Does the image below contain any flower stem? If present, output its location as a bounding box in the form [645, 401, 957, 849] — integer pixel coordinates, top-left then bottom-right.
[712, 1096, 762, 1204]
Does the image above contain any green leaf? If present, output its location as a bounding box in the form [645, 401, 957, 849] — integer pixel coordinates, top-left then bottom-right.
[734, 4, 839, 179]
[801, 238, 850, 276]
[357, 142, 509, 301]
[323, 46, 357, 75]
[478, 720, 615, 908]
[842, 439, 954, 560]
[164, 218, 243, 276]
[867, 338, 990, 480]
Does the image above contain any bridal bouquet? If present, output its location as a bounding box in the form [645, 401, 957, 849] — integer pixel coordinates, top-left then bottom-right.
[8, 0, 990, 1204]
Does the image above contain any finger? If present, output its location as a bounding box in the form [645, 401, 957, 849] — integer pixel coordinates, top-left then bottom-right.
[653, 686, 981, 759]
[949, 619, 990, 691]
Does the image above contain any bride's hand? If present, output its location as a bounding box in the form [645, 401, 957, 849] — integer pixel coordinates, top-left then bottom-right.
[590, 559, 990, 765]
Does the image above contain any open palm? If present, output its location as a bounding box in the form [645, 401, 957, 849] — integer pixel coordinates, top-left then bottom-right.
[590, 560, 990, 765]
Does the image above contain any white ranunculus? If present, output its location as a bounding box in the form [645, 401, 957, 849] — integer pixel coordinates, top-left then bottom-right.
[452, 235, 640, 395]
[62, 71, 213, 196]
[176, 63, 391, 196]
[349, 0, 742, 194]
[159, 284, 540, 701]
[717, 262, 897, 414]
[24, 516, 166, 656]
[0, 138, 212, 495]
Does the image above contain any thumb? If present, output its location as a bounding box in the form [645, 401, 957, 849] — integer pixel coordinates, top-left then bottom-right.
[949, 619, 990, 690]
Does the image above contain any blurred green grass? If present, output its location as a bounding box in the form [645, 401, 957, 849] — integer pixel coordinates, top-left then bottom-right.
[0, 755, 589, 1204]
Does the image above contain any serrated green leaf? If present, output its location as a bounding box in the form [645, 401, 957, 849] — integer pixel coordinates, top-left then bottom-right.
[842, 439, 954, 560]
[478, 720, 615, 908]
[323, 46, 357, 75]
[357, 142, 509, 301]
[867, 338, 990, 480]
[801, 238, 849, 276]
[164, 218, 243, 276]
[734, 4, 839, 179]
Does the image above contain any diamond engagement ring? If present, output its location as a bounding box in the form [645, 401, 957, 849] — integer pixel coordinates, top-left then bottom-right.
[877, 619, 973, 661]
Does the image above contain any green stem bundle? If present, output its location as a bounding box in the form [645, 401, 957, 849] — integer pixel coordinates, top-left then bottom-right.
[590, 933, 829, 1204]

▬▬▬▬▬▬▬▬▬▬

▶ **WRITTEN PROBLEM**: Give the lines from the one containing "Does the image above contain any diamond" through the end of the entries again, exactly as written and with no other lines.

▶ **TASK OUTPUT**:
Does the image above contain any diamond engagement ring? If present, output its location as a bounding box in the form [645, 401, 957, 849] — integer pixel coordinates, top-left then bottom-right.
[877, 619, 973, 661]
Does the image above contain any green stem bundle? If present, output its location as a bounding box in the form [645, 401, 957, 849] — integer pixel coordinates, top-left then bottom-right.
[590, 933, 829, 1204]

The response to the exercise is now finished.